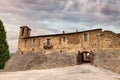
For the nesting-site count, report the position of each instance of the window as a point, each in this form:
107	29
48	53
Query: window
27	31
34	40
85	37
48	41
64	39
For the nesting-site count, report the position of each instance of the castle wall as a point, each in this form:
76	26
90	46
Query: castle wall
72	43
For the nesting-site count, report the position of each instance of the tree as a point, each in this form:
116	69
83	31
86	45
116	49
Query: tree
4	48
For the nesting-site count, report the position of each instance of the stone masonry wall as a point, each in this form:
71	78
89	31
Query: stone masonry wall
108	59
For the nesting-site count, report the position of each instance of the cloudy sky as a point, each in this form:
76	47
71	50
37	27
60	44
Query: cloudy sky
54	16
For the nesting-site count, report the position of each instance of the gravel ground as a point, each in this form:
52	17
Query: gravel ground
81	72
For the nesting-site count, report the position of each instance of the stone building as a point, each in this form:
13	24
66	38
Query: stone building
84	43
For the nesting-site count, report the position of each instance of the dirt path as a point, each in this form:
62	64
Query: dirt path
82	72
--
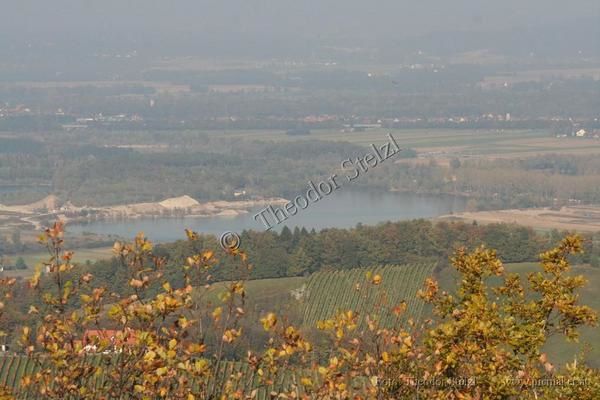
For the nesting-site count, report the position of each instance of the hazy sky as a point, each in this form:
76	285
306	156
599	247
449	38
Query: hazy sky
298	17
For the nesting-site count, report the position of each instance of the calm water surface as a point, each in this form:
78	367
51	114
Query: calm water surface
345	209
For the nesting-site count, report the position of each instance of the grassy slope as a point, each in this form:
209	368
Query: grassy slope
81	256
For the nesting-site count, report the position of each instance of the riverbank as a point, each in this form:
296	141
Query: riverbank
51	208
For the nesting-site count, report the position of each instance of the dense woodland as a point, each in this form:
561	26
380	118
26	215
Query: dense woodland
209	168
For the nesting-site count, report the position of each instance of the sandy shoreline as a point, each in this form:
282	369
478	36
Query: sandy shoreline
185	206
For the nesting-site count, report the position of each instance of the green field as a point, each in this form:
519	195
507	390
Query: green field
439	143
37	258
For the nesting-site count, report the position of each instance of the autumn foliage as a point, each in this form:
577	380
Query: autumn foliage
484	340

* Directions:
Please identify every line in the entries above that contains the word "foliage", matching case exactly, and copy each of those lines in full.

* Finished exercise:
For the nesting-site count, report the position of each instance of the autumn foliage as a point, each in this form:
Query: autumn foliage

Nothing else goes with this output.